Point annotation dataset records:
┌──

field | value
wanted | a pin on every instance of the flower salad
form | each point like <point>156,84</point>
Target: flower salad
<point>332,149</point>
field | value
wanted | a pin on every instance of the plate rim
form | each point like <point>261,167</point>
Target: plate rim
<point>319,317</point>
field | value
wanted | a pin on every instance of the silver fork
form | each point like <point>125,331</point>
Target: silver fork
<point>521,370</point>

└──
┌──

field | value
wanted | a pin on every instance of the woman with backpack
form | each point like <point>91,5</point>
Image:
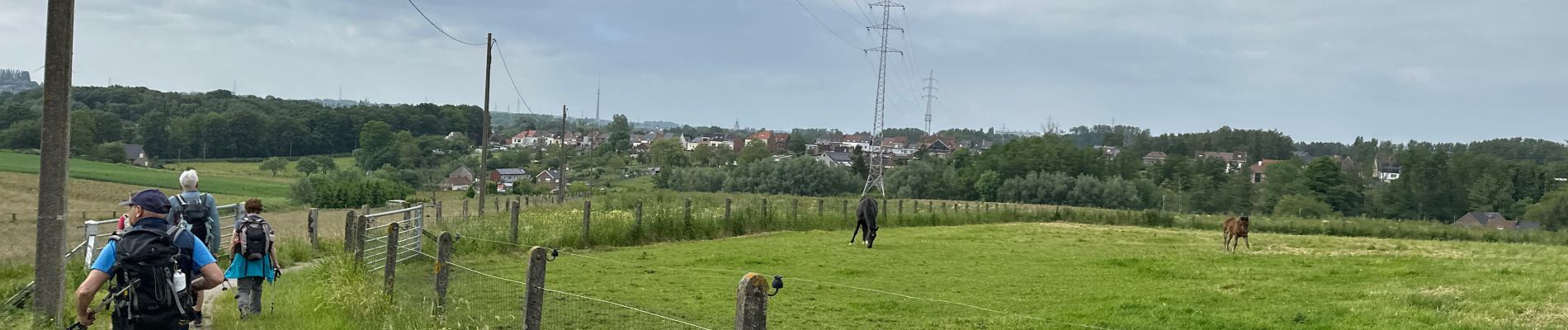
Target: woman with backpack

└──
┌──

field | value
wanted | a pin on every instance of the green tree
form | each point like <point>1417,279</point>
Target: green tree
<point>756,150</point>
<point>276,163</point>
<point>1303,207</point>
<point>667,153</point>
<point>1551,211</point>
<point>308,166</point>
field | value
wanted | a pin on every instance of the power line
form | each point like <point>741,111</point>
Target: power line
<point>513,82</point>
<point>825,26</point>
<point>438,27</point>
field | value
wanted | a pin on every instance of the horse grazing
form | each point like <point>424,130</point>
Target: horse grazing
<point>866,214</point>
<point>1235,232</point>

└──

Copy out each line of the rows above that contains the string "wanted", and leave out all other lines.

→ Answer below
wanted | a pin on every instance of the flower salad
wanted | a pin on every instance of the plate rim
wanted | a pin on every instance of the silver fork
wanted | a pin on every instance of the woman with backpack
wanted | a pin on every instance of the green tree
wanted | a pin on every instance of the power line
wanted | a pin on every instance of the horse grazing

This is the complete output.